Please rewrite every row below, replacing "scouting tally" with "inventory count" and leaving everything else unchanged.
# start of Extracted data
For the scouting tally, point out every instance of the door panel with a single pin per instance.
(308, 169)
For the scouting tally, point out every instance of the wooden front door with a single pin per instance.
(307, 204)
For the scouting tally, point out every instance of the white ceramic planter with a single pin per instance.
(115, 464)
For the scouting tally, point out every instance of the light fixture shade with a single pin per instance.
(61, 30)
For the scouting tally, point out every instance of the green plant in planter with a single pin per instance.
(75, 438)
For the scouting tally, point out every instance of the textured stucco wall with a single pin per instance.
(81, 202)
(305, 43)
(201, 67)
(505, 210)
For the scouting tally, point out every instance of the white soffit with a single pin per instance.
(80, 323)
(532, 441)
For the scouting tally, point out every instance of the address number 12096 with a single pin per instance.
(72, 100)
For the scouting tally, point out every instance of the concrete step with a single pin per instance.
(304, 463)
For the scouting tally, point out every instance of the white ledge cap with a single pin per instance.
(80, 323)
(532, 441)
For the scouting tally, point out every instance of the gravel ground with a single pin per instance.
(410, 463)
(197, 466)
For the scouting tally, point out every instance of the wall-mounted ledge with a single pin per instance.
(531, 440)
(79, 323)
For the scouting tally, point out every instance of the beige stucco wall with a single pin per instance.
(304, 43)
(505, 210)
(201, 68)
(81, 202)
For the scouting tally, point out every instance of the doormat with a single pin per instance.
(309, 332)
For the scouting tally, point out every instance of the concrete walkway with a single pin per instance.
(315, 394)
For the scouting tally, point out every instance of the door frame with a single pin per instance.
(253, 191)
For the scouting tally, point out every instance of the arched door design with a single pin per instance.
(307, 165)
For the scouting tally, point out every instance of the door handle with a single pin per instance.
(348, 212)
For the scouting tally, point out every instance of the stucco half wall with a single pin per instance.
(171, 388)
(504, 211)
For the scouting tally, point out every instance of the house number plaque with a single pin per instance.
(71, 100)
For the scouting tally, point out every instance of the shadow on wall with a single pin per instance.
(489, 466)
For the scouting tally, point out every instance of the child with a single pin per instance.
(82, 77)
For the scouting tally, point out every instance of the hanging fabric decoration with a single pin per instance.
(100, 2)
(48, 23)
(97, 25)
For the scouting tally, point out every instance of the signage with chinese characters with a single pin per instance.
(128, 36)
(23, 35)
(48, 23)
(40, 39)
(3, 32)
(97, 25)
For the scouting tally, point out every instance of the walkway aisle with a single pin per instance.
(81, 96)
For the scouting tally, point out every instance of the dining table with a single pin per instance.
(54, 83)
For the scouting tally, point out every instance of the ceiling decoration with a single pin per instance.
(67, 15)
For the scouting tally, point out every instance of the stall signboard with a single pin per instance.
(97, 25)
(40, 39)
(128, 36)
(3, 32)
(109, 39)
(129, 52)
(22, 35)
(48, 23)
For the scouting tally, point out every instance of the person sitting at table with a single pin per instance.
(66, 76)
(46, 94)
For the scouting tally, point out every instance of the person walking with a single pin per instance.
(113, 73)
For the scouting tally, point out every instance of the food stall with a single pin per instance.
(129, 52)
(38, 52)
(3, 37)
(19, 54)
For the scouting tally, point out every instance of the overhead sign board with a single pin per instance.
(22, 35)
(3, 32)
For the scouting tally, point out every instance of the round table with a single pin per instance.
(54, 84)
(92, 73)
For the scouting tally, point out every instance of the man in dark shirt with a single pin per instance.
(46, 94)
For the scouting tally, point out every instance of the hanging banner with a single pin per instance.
# end of Extracted data
Expected answer —
For the inventory count, point out every instance of the door panel with a single pin per instance.
(308, 169)
For the inventory count, point out every instance of the wooden front door with a single pin per instance.
(307, 204)
For the inventory count, point out every instance of the white ceramic planter with a single pin per instance.
(115, 464)
For the inventory count, point out every instance of the light fixture shade with a single pin per instance.
(61, 30)
For the inventory count, point out every instance of the green plant in planter with a single pin per instance.
(75, 438)
For the inventory count, point out every instance of the textured stucco wall with a single pin per instance.
(81, 202)
(305, 43)
(201, 67)
(505, 210)
For the inventory count, point out every instance of the white soffit with a single pin per instance.
(80, 323)
(532, 441)
For the inventory count, point out every instance of the address number 12096 with a single pin per instance.
(72, 100)
For the inventory count, point out every instance of the concrete step with a single pin per instance.
(304, 463)
For the inventory count, point out every instance of the white ledge cap with a single pin per instance.
(80, 323)
(532, 441)
For the inventory count, point out every instance of the gravel ground with a single pin per instance.
(410, 463)
(197, 466)
For the inventory count, point out every instance of the wall-mounted ledge with a single pin per instance.
(531, 440)
(79, 323)
For the inventory count, point out every instance of the beige stucco wall with a single pin per instance.
(304, 43)
(505, 210)
(201, 68)
(81, 202)
For the inventory count, point out every instance of the doormat with a single pin per instance.
(309, 332)
For the inventory count, point out every instance of the concrete walkway with a single pin per instance.
(315, 394)
For the inventory count, point out every instance of the door frame with a single pin per instance.
(253, 191)
For the inventory count, point out every instance of the arched door design with a single pin per instance.
(307, 165)
For the inventory count, point out every instance of the door handle with a single pin per instance.
(348, 212)
For the inventory count, point out every instance of the stucco half wall with a single pin per instance.
(171, 388)
(504, 211)
For the inventory count, point out every instance of the house number plaque with a single pin per instance.
(71, 100)
For the inventory count, point out every instance of the shadow on wall with a single pin per instance.
(489, 466)
For the inventory count, point out every instance of the child with a single pin per instance.
(82, 77)
For the inventory count, point out every instance of the hanging fabric decoration with a single pin per instance.
(100, 2)
(48, 23)
(97, 25)
For the inventory count, point out every instance of the signage with chinese characters with a single pin per instance.
(128, 36)
(23, 35)
(48, 23)
(40, 39)
(3, 32)
(97, 25)
For the inventory count, point out every instance of the walkway aisle with a single pin per instance.
(81, 96)
For the inventory count, point out every instance of the dining table with a single pin per instance.
(54, 83)
For the inventory count, point out every instance of the ceiling decoration with a single pin per instance.
(67, 15)
For the inventory count, point out every instance of the stall signboard with a single pin per instance.
(97, 25)
(40, 39)
(128, 36)
(3, 32)
(109, 39)
(129, 52)
(22, 35)
(48, 23)
For the inventory count, point out every instance of the person sitting at table with a single pin per instance.
(66, 76)
(46, 94)
For the inventory count, point out every instance of the person walking with a single pin per instance.
(113, 73)
For the inventory count, point out every instance of the food stall with a single pin per instance.
(129, 52)
(38, 52)
(3, 37)
(19, 54)
For the inventory count, point out every instance of the overhead sign board with a single pin per instance.
(22, 35)
(3, 32)
For the inventory count, point out every instance of the round table with a single pin per instance.
(54, 84)
(92, 73)
For the inventory count, point out every instance of the man in dark shirt with a single pin per instance.
(46, 94)
For the inventory count, point out every instance of the hanging banner with a single pin per instance.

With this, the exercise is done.